:: TEXTE SOURCE ::
'''
Vu la procédure suivante :
Procédure contentieuse antérieure :
M. B... A... a demandé au tribunal administratif de Lille d'annuler la décision du 12 septembre 2019 par laquelle le ministre de la transition écologique et solidaire lui a refusé l'accès au centre nucléaire de production d'électricité de Gravelines.
Par un jugement n° 1909679 du 4 juin 2021, le tribunal administratif de Lille a annulé cette décision et a mis à la charge de l'Etat la somme de 1 500 euros au titre de l'article L. 761-1 du code de justice administrative.
Procédure devant la cour :
I. Par une requête, enregistrée le 5 août 2021 sous le n° 21DA01886, la ministre de la transition écologique demande à la cour :
1°) d'annuler ce jugement ;
2°) de rejeter la demande présentée par M. A... devant le tribunal administratif de Lille.
Elle soutient que :
- le jugement est insuffisamment motivé ;
- le motif d'annulation retenu par le tribunal administratif n'est pas fondé ;
- s'agissant des autres moyens soulevés par M. A..., l'agent ayant instruit l'enquête administrative, enquêteur au bureau des accédants du nucléaire depuis le 12 octobre 2017, était habilité ;
- M. A... a été informé de l'existence de l'enquête administrative dont il a fait l'objet ;
- en tout état de cause, une telle omission n'est pas de nature à avoir une incidence sur le sens de la décision prise et n'a pas davantage privé l'intéressé d'une garantie.
Par un mémoire en défense, enregistré le 21 octobre 2021, M. A..., représenté par Me Antoine Deguines, conclut au rejet de la requête et à la mise à la charge de l'Etat de la somme de 3 000 euros au titre de l'article L. 761-1 du code de justice administrative.
Il soutient que les moyens soulevés par la requête ne sont pas fondés.
Par une ordonnance du 1er décembre 2021, la clôture de l'instruction a été fixée au 10 janvier 2022, à 12 heures.
'''
:: ENREGISTREMENTS FOURNIS ::
'''
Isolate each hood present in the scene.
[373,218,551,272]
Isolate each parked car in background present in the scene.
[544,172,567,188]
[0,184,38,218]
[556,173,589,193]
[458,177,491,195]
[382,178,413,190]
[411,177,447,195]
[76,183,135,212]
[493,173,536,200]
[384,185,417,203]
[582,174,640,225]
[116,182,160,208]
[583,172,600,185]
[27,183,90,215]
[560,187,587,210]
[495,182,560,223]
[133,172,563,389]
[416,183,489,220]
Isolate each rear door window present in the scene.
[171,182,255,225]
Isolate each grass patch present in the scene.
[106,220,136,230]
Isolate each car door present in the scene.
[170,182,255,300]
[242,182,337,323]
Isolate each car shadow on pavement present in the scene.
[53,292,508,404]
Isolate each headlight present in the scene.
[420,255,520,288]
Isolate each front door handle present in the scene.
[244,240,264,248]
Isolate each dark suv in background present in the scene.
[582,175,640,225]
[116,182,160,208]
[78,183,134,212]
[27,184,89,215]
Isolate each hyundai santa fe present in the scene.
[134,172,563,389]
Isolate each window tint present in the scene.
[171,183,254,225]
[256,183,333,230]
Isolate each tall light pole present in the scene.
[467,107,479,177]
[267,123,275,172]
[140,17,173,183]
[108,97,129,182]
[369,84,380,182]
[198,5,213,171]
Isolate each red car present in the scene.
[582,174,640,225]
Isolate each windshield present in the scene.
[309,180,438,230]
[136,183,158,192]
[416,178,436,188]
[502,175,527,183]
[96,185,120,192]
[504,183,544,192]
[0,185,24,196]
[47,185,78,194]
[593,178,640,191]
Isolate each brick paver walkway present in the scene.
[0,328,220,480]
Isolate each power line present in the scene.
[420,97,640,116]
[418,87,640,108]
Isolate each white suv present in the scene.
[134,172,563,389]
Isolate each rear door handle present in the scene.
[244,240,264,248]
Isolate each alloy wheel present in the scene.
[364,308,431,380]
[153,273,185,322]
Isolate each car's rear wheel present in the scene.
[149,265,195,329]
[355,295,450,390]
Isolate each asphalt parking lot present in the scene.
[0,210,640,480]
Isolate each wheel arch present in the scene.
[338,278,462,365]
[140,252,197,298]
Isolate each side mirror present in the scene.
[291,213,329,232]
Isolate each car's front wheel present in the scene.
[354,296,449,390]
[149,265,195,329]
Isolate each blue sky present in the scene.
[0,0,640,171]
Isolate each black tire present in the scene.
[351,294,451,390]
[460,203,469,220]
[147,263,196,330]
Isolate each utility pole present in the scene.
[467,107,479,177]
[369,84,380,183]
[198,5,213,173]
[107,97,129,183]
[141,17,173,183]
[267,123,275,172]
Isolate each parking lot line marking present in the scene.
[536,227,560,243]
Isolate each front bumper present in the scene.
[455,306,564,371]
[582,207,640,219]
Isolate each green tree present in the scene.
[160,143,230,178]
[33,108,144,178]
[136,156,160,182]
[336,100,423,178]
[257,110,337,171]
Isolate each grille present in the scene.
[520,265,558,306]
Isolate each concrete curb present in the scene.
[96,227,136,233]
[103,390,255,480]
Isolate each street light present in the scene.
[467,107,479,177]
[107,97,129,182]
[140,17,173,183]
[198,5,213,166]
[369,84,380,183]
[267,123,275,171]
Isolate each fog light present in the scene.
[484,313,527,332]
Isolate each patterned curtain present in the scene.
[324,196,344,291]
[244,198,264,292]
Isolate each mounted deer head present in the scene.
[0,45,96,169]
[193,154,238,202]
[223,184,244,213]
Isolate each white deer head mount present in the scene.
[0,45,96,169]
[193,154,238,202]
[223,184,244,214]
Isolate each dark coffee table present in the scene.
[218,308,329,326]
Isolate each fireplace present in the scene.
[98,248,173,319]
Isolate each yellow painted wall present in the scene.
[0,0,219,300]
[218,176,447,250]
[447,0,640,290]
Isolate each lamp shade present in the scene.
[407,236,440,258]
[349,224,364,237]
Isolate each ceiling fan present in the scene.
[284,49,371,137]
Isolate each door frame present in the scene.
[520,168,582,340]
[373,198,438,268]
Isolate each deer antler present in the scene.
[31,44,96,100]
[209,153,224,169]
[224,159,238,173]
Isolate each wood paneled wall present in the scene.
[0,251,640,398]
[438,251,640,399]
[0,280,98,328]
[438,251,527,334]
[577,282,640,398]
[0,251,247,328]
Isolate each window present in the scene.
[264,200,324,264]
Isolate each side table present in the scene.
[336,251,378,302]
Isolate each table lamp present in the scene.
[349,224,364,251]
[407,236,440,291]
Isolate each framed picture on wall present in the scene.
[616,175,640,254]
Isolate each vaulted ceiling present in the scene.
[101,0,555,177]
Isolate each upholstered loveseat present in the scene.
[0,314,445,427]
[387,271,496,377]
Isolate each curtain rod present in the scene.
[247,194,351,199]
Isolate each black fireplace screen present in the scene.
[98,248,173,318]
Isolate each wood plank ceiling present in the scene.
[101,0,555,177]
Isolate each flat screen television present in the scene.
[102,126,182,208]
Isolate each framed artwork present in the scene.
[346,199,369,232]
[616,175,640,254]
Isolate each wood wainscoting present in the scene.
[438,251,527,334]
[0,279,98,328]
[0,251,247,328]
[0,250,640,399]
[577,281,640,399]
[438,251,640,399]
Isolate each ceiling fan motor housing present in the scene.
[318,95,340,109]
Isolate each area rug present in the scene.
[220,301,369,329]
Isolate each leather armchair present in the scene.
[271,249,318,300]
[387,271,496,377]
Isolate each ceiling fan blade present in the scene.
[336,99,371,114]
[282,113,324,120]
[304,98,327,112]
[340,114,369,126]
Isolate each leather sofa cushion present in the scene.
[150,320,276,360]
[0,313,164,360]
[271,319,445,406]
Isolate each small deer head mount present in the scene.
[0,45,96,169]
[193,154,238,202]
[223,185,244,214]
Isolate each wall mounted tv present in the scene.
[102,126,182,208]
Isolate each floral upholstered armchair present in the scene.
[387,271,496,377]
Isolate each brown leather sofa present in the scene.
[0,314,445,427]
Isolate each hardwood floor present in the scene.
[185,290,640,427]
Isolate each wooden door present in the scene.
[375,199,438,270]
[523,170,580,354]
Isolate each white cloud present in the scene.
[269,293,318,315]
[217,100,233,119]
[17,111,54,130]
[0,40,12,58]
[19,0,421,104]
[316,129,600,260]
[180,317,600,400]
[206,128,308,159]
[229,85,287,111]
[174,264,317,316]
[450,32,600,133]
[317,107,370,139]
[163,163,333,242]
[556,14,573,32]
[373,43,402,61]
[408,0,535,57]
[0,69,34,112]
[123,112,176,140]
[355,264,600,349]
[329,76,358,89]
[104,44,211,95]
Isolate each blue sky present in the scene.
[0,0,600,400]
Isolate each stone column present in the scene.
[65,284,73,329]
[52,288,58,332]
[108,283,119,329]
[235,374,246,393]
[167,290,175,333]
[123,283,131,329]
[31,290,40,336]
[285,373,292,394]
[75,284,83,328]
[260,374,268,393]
'''
:: À FAIRE ::
**a)** Ajoutez -60 à chaque coordonnée des réponses dans les enregistrements, depuis leur début jusqu'à la ligne contenant « [140,252,197,298] » incluse, puis réécrivez toutes ces lignes, consignes comprises.
**b)** Poursuivez, s'il vous plaît, le texte sur le refus d'accès à la centrale nucléaire de Gravelines à partir de l'endroit où il s'arrête.
Le texte et les enregistrements n'ont aucun lien entre eux.

:: RÉPONSES PAR TÂCHE ::
**a)**
Isolate each hood present in the scene.
[313,158,491,212]
Isolate each parked car in background present in the scene.
[484,112,507,128]
[-60,124,-22,158]
[496,113,529,133]
[398,117,431,135]
[322,118,353,130]
[351,117,387,135]
[16,123,75,152]
[433,113,476,140]
[324,125,357,143]
[522,114,580,165]
[56,122,100,148]
[523,112,540,125]
[-33,123,30,155]
[500,127,527,150]
[435,122,500,163]
[73,112,503,329]
[356,123,429,160]
Isolate each rear door window present in the scene.
[111,122,195,165]
Isolate each grass patch present in the scene.
[46,160,76,170]
Isolate each car door present in the scene.
[110,122,195,240]
[182,122,277,263]
Isolate each car shadow on pavement present in the scene.
[-7,232,448,344]
Isolate each headlight present in the scene.
[360,195,460,228]
Isolate each front door handle present in the scene.
[184,180,204,188]
Isolate each dark suv in background present in the scene.
[522,115,580,165]
[56,122,100,148]
[18,123,74,152]
[-33,124,29,155]
Isolate each hyundai santa fe present in the scene.
[74,112,503,329]
Isolate each window tint present in the scene.
[111,123,194,165]
[196,123,273,170]
Isolate each tall light pole present in the scene.
[407,47,419,117]
[207,63,215,112]
[80,-43,113,123]
[48,37,69,122]
[309,24,320,122]
[138,-55,153,111]
Isolate each red car present in the scene.
[522,114,580,165]
Isolate each windshield present in the scene.
[249,120,378,170]
[76,123,98,132]
[356,118,376,128]
[442,115,467,123]
[36,125,60,132]
[444,123,484,132]
[-60,125,-36,136]
[-13,125,18,134]
[533,118,580,131]
Isolate each brick paver walkway present in the scene.
[-60,268,160,420]
Isolate each power line present in the scene.
[360,37,580,56]
[358,27,580,48]
Isolate each white suv present in the scene.
[74,112,503,329]
Isolate each rear door handle present in the scene.
[184,180,204,188]
Isolate each alloy wheel present in the scene.
[304,248,371,320]
[93,213,125,262]
Isolate each car's rear wheel present in the scene.
[89,205,135,269]
[295,235,390,330]
Isolate each asphalt parking lot present in the scene.
[-60,150,580,420]
Isolate each wheel arch present in the scene.
[278,218,402,305]
[80,192,137,238]

**b)**
II. Par une requête, enregistrée le 9 août 2021 sous le n° 21DA01923, la ministre de la transition écologique demande à la cour de surseoir à l'exécution du jugement du tribunal administratif du 4 juin 2021.
Vu les autres pièces du dossier.
Vu :
- le code de la défense ;
- le code de l'environnement ;
- le code de la sécurité intérieure ;
- le décret n° 2017-1224 du 3 août 2017 ;
- le code de justice administrative.
Les parties ont été régulièrement averties du jour de l'audience.
Ont été entendus au cours de l'audience publique :
- le rapport de Mme Ghislaine Borot, présidente-rapporteure,
- et les conclusions de M. Hervé Cassara, rapporteur public.
Considérant ce qui suit :
1. La société d'intérim CAMO Emploi a souhaité employer M. A... en vue de contrats de longues missions sur des sites de production nucléaire d'électricité. La demande d'autorisation d'accès au centre nucléaire de production d'électricité de Gravelines, présentée par l'employeur de M. A..., a été rejetée le 24 mai 2019. Par une décision du 12 septembre 2019, le ministre de la transition écologique et solidaire a rejeté le recours administratif préalable formé par M. A... le 15 juillet 2019 contre ce refus. La ministre de la transition écologique relève appel du jugement du 4 juin 2021 par lequel le tribunal administratif de Lille, à la demande de M. A..., a annulé cette décision. Elle a également demandé le sursis à exécution de ce jugement.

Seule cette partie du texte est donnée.